(Work request): Please return the whole listing exactly.
Start of Block
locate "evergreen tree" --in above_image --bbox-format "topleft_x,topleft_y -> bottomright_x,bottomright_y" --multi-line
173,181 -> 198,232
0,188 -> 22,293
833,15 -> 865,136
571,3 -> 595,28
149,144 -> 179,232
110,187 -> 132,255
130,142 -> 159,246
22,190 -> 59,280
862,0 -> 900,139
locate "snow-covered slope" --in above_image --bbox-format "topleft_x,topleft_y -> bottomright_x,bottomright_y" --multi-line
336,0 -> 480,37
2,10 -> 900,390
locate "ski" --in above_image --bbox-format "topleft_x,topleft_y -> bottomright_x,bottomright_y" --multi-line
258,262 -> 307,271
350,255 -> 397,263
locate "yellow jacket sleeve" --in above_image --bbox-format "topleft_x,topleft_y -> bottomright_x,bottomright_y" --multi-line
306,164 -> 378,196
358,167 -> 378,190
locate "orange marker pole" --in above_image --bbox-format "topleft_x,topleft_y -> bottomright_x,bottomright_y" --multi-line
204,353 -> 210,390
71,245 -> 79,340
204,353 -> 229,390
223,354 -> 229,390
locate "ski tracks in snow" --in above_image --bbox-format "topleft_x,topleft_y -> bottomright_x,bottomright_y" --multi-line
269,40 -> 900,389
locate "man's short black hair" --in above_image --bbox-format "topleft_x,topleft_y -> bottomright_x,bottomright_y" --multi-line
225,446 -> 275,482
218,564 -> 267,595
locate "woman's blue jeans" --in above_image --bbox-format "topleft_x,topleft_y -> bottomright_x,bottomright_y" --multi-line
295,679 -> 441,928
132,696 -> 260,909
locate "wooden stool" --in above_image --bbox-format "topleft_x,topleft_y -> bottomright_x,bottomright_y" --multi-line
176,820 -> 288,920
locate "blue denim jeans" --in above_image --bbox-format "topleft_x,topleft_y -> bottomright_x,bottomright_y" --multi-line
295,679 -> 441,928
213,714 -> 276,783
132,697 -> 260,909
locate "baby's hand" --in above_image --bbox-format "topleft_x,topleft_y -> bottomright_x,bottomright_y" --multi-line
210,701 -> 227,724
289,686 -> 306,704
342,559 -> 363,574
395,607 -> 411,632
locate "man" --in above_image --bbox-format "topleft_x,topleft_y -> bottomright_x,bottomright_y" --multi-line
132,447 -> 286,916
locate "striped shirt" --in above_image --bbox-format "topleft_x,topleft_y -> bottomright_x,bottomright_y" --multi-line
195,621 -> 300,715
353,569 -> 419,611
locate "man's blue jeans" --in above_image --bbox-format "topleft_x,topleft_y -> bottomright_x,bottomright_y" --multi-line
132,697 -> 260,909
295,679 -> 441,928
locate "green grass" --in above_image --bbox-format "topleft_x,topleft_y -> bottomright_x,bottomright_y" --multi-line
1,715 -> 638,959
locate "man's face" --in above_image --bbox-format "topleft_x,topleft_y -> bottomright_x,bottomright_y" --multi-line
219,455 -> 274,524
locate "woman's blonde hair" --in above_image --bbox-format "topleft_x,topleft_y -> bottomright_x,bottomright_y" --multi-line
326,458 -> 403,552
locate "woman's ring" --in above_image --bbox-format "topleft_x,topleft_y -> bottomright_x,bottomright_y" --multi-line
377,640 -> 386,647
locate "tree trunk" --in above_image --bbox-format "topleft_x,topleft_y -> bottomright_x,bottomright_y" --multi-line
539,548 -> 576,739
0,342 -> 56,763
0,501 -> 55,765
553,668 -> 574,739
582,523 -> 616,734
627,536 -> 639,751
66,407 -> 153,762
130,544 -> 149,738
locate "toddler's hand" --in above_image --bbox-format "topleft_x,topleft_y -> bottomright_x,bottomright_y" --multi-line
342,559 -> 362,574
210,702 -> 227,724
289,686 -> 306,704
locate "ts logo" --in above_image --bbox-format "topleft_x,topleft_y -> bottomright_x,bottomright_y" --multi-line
End of Block
(Result):
locate "evergreen tree" --in above_image --bbox-format "topleft_x,topleft_y -> bottomright_x,bottomright_y" --multi-line
173,181 -> 198,232
0,188 -> 22,293
833,15 -> 865,136
571,3 -> 595,28
149,144 -> 179,232
110,187 -> 132,255
130,142 -> 159,246
22,190 -> 59,280
862,0 -> 900,139
locate "snow-covered slope" --in above_image --bbox-format "topleft_x,topleft_y -> bottomright_x,bottomright_y" --multi-line
336,0 -> 480,37
2,10 -> 900,390
locate "ski" --in above_image --bbox-format "topleft_x,topleft_y -> bottomright_x,bottomright_y" --multi-line
258,262 -> 307,271
350,255 -> 397,263
locate "yellow jacket sleeve" --in above_image --bbox-format "topleft_x,topleft_y -> bottomright_x,bottomright_y" --multi-line
306,164 -> 378,196
358,167 -> 378,190
locate "orange marker pole" --in above_image --bbox-format "topleft_x,topleft_y -> bottomright_x,bottomright_y" --multi-line
204,353 -> 210,390
71,245 -> 79,340
204,353 -> 229,390
223,354 -> 229,390
locate "ski tracks in snow" --in above_image --bbox-format "topleft_x,topleft_y -> bottomright_x,bottomright_y" --multi-line
269,40 -> 900,389
locate "man's short black hair" --in above_image --bbox-format "topleft_x,topleft_y -> bottomright_x,bottomright_y" --multi-line
225,446 -> 275,482
218,564 -> 267,595
locate "woman's blue jeans" --in above_image --bbox-format "topleft_x,topleft_y -> bottomright_x,bottomright_y" --multi-line
295,679 -> 441,928
132,696 -> 260,909
locate "wooden stool" --in above_image --bbox-format "topleft_x,topleft_y -> bottomright_x,bottomright_y" --multi-line
176,820 -> 288,920
locate "blue denim jeans" --in above_image --bbox-format "topleft_x,topleft_y -> bottomright_x,bottomright_y" --multi-line
295,679 -> 441,928
213,714 -> 276,783
132,697 -> 260,909
locate "baby's hand" --in above_image --bbox-format "topleft_x,topleft_y -> bottomright_x,bottomright_y" --multi-line
210,701 -> 227,724
289,686 -> 306,704
342,559 -> 363,574
395,607 -> 411,632
locate "man" --in above_image --bbox-format "topleft_x,topleft_y -> bottomright_x,bottomright_y" --multi-line
132,447 -> 286,916
locate "striped shirt" --in above_image --bbox-format "topleft_x,topleft_y -> bottomright_x,bottomright_y" --multi-line
195,621 -> 300,715
353,569 -> 419,611
locate "man's blue jeans" --in above_image --bbox-format "topleft_x,topleft_y -> bottomright_x,bottomright_y" --multi-line
132,697 -> 260,909
295,679 -> 441,928
locate "green grass" --in above_image --bbox-format "topleft_x,topleft_y -> bottomright_x,bottomright_y" --multi-line
1,715 -> 638,959
locate "man's face" --in above_image --bbox-format "topleft_x,topleft_y -> bottomright_x,bottomright_y" --multi-line
219,455 -> 274,524
locate "woman's blonde hair" --in above_image --bbox-format "topleft_x,topleft_y -> bottomright_x,bottomright_y" --multi-line
326,458 -> 403,552
locate "woman's ring" --in above_image --bbox-format "topleft_x,topleft_y -> bottomright_x,bottomright_y" --multi-line
377,640 -> 386,647
locate "tree trunk" --in above_image --bbox-format "topleft_x,topleft_y -> bottomright_x,bottomright_y" --multi-line
539,548 -> 576,739
0,342 -> 56,763
0,501 -> 55,765
553,668 -> 574,739
582,523 -> 616,734
627,536 -> 639,751
66,407 -> 153,762
130,544 -> 149,738
locate "toddler's hand" --in above_image --bbox-format "topleft_x,topleft_y -> bottomright_x,bottomright_y" --multi-line
342,559 -> 362,574
210,702 -> 227,724
289,686 -> 306,704
locate "ts logo" --in above_image --bbox-format "topleft_x,topleft_y -> bottomright_x,bottomright_y" --multi-line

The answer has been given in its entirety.